TASK OBJECTIVE:
Output an exact reproduction of the data.

LISTING:
_____
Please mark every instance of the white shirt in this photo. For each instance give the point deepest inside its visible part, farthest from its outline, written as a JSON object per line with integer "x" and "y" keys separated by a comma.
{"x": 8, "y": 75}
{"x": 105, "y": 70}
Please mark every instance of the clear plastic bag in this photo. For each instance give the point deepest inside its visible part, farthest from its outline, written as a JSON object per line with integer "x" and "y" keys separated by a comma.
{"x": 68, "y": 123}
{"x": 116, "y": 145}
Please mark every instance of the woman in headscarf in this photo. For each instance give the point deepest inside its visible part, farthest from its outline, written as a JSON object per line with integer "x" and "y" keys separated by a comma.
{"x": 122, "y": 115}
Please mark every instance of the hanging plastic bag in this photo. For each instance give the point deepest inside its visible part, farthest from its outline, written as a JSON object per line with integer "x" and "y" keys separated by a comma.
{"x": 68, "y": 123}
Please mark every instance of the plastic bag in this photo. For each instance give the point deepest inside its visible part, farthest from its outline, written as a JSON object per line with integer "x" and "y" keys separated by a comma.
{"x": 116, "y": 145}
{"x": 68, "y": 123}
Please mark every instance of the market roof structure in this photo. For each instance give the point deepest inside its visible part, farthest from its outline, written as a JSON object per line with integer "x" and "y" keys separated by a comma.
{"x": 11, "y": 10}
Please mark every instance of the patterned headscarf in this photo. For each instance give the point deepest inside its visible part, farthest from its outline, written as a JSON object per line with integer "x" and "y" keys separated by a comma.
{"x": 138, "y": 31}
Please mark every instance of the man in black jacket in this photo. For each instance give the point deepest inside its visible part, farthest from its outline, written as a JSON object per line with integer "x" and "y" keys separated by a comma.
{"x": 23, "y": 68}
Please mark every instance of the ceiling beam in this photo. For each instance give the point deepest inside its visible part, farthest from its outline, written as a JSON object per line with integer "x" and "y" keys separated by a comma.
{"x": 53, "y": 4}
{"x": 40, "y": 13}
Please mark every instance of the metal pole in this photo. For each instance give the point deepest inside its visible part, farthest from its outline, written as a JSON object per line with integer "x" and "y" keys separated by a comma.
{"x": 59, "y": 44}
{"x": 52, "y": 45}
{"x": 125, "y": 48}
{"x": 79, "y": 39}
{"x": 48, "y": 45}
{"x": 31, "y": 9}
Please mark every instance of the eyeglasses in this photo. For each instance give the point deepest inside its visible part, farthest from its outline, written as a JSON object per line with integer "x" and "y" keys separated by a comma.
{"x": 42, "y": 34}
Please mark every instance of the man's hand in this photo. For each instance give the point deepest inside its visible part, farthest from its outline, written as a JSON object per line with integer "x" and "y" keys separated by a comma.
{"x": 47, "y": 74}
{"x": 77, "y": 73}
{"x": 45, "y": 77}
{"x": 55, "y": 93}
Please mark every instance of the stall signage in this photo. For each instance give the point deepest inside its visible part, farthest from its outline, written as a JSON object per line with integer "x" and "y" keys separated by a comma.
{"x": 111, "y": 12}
_____
THE REPLY:
Please mark every instance of the white shirt in this photo. For each instance give the point deepest inside its visible part, farthest from its outline, written as a JSON object per line with integer "x" and "y" keys separated by a comma.
{"x": 8, "y": 75}
{"x": 105, "y": 70}
Please mark every instance of the clear plastic bag in this photo. For each instance give the point deepest inside its visible part, farthest from its outline, written as a JSON object per line with integer "x" and "y" keys separated by a comma.
{"x": 68, "y": 123}
{"x": 116, "y": 145}
Please mark every instance of the woman in headscarf in this photo. For each instance give the point deepest inside its visible part, farthest from its outline, written as a JSON object per line with integer "x" and "y" keys separated by a comma.
{"x": 122, "y": 115}
Please mark every instance of the hanging plastic bag in this photo. For each instance give the point deepest inside its visible part, farthest from its outline, written as a JSON object per line with integer "x" and "y" keys separated by a comma.
{"x": 68, "y": 123}
Please mark every instance of the plastic bag in this photo. For each instance give the point deepest inside its visible part, farthest from its outline, written as a JSON object per line with integer "x" and "y" keys separated by a comma.
{"x": 116, "y": 145}
{"x": 68, "y": 123}
Please mark every instance of the market roof structure in this photo. For each instance give the point deepest inside its visible part, farthest from its outline, written as a JSON object per line with integer "x" and "y" keys separated by a comma.
{"x": 11, "y": 10}
Please mark every instance of the patterned headscarf in this photo. For each instance give the point deepest inside its visible part, farthest from its outline, written as a JSON object per line with integer "x" and "y" keys separated by a comma.
{"x": 138, "y": 31}
Please mark every instance of the man in black jacket in this photo. For each instance give the point deepest inside its visible part, farthest from its outline, written as a JSON object per line with integer "x" and "y" keys separated by a comma.
{"x": 23, "y": 68}
Please mark every instance of the ceiling beam in this photo. For each instance give the point deepest inside its visible part, farthest from its outline, written as a JSON object per line with integer "x" and "y" keys separated by a comma.
{"x": 53, "y": 4}
{"x": 40, "y": 13}
Please mark every instance of the metal pole in this photo. For each instance give the point deepest inside its visible part, farthest from its outline, written as a JSON object per line with integer "x" and "y" keys separated by a comma.
{"x": 59, "y": 44}
{"x": 52, "y": 45}
{"x": 125, "y": 48}
{"x": 79, "y": 39}
{"x": 48, "y": 45}
{"x": 31, "y": 9}
Please mark every instance of the eyeglasses in this photo. For each instance give the point deepest inside its visible part, farthest from its outline, written as a JSON object per line with integer "x" and "y" keys separated by a comma.
{"x": 42, "y": 34}
Please mark every instance of the man's hand in this photo. For each instance give the point deepest inside its visible part, farthest from its outline, written as a JSON object per line with integer "x" and "y" keys separated by a comma.
{"x": 47, "y": 74}
{"x": 77, "y": 73}
{"x": 45, "y": 77}
{"x": 55, "y": 93}
Please mark every instance of the stall signage in this photo. For each instance give the point deepest inside its visible part, farthest from its outline, written as a JSON object per line with integer "x" and "y" keys separated by a comma.
{"x": 111, "y": 12}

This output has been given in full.